- **EXTRAIT DU TEXTE**:
++++

Carnet de vigne : Les Frères Soulier

Carnet de vigne : Les Frères Soulier

24 janvier 2025

Les Frères Soulier, Saint-Hilaire-d'Ozilhan (Rhône, France)

Sur les hauteurs de Saint-Hilaire-d’Ozilhan, la vigne ne pousse pas seule. Elle cohabite, partage et dialogue avec les arbres, les animaux, les pierres, le vent…Et surtout avec ceux qui la cultivent. Chez les Frères Soulier, on parle d’agroforesterie avec une conviction tranquille, celle qui s’enracine dans le temps long, loin des modes et des discours creux.

À la vigne : le geste juste

Le domaine, c’est vingt hectares d’un seul tenant. Un luxe, nous raconte Charles, celui de pouvoir tout faire à pied, de sentir le sol changer sous ses pas, de connaître chaque recoin, chaque souffle de vent, chaque arbre. Dix hectares de vignes, un hectare et demi d’oliviers, qui donnent une récolte généreuse un an sur deux, quatre hectares de pâturage pour les quarante animaux qui broutent, fertilisent, tondent et accessoirement nourrissent quelques restaurateurs chanceux. Deux hectares encore laissés à la forêt, comme un rappel de l’équilibre fragile et nécessaire.

++++

- **DONNÉES FOURNIES**:
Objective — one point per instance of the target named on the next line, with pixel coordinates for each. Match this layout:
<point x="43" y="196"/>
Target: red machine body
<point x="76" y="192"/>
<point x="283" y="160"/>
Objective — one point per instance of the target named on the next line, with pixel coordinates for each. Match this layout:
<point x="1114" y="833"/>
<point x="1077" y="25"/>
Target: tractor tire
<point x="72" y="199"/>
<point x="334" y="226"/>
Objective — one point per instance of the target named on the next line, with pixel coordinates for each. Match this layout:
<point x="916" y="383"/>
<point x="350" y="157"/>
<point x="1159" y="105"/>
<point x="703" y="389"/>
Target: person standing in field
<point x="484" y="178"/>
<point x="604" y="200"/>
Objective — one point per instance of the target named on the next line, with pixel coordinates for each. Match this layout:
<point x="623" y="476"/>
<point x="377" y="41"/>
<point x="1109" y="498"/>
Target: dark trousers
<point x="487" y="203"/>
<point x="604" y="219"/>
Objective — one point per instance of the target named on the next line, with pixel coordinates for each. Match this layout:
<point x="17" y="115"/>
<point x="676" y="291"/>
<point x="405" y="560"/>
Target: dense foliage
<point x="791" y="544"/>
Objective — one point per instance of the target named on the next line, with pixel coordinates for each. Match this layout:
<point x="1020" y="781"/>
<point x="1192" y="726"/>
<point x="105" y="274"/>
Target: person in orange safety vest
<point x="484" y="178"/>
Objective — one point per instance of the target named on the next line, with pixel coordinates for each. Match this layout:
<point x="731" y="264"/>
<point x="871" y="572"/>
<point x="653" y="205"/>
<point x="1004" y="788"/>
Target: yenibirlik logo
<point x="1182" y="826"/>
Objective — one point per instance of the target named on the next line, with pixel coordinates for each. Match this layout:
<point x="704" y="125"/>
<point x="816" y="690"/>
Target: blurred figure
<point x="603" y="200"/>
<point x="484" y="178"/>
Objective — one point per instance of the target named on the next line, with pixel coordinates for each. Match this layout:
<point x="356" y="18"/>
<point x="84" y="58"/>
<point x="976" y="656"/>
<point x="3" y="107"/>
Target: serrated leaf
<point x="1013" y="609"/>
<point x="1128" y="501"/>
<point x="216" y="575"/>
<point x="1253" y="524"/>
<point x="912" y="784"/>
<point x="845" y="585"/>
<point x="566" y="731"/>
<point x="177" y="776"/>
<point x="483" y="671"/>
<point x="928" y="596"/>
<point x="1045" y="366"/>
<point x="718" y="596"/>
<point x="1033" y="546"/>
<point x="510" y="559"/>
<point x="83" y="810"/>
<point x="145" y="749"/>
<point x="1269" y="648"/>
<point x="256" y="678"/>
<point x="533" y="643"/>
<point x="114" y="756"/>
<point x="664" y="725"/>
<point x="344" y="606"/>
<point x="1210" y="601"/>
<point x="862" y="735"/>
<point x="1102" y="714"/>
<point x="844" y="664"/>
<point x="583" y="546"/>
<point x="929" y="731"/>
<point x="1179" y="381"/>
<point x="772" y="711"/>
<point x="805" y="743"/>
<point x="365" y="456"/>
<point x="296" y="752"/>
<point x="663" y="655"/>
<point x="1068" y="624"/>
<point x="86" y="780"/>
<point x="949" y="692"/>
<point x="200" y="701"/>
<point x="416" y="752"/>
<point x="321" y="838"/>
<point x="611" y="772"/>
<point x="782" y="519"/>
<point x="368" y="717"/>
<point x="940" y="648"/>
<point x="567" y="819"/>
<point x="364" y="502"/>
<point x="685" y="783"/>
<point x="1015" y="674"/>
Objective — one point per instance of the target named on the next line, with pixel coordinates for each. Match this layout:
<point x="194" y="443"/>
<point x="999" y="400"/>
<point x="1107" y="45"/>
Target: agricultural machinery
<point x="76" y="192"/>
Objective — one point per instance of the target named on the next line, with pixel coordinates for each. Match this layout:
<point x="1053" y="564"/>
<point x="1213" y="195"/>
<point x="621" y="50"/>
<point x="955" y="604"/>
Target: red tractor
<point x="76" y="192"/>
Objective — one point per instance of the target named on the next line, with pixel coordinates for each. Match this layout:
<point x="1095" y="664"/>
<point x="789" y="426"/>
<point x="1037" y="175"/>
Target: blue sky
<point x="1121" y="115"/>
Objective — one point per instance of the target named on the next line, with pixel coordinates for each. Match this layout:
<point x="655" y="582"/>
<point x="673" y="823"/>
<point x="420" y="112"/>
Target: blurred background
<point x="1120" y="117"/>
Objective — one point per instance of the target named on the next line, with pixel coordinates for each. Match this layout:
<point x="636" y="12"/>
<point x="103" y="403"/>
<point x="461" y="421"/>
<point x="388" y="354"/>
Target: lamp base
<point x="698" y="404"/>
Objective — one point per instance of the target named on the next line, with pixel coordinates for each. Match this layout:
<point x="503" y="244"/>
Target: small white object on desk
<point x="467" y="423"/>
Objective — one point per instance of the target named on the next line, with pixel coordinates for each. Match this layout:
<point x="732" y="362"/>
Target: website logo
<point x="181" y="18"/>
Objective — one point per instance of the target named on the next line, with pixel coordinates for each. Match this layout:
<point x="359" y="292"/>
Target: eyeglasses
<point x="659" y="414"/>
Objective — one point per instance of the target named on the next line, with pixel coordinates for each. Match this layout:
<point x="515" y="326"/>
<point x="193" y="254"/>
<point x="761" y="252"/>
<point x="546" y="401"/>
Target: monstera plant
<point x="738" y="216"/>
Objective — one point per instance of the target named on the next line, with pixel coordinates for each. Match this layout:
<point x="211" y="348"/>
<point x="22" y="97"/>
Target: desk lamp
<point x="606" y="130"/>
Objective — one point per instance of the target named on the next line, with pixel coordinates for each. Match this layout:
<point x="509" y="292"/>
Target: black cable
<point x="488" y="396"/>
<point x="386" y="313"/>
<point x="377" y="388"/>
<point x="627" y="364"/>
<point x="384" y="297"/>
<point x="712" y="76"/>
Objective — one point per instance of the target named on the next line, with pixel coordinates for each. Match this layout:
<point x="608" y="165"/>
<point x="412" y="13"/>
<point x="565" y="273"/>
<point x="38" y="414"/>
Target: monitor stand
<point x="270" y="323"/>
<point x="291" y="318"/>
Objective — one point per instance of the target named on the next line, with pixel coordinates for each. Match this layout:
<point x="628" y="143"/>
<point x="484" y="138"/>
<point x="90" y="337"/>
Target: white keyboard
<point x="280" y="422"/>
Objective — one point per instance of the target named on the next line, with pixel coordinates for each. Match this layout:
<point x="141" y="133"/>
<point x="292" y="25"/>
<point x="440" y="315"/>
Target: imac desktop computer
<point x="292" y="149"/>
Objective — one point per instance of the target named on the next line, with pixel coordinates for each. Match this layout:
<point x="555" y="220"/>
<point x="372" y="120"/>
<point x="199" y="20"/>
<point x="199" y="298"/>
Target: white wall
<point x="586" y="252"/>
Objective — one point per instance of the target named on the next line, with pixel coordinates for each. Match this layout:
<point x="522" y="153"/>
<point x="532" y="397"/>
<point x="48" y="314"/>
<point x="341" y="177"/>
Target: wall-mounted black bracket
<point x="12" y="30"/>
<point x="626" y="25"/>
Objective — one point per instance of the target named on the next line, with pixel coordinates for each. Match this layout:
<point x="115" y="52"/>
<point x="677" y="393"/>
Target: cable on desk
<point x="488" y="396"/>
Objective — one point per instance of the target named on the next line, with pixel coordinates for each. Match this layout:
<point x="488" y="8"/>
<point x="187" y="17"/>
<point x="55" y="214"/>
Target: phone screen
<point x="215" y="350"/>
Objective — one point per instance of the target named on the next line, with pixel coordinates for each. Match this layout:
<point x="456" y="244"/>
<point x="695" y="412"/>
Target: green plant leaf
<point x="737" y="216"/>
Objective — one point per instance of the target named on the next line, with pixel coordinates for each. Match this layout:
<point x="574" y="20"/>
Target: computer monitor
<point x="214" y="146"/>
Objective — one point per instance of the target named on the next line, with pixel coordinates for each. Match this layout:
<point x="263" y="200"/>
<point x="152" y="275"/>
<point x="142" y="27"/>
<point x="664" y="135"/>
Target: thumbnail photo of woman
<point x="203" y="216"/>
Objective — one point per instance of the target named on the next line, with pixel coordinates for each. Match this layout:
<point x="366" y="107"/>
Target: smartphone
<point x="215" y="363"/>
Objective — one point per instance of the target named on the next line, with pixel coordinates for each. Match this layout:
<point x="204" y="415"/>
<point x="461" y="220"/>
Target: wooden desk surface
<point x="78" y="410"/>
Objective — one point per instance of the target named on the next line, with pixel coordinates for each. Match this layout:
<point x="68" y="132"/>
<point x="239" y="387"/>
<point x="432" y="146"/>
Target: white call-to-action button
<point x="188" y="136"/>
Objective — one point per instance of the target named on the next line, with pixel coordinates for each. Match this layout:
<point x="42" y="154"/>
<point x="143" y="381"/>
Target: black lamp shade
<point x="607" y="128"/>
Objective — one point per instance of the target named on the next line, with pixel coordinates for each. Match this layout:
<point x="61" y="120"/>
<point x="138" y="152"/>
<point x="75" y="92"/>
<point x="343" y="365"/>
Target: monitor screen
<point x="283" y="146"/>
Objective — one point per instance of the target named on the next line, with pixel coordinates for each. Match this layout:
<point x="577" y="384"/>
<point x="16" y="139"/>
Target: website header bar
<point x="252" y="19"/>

++++

- **CONSIGNE**:
Répondez, s'il vous plaît, aux questions suivantes sur le carnet de vigne consacré aux Frères Soulier :
(a) Dans quelle commune se trouve le domaine ?
(b) Combien d'hectares de vignes compte-t-il ?
(c) Combien d'animaux broutent sur les pâturages ?

- **CORRIGÉ**:
(a) À Saint-Hilaire-d'Ozilhan.
(b) Dix hectares.
(c) Quarante animaux.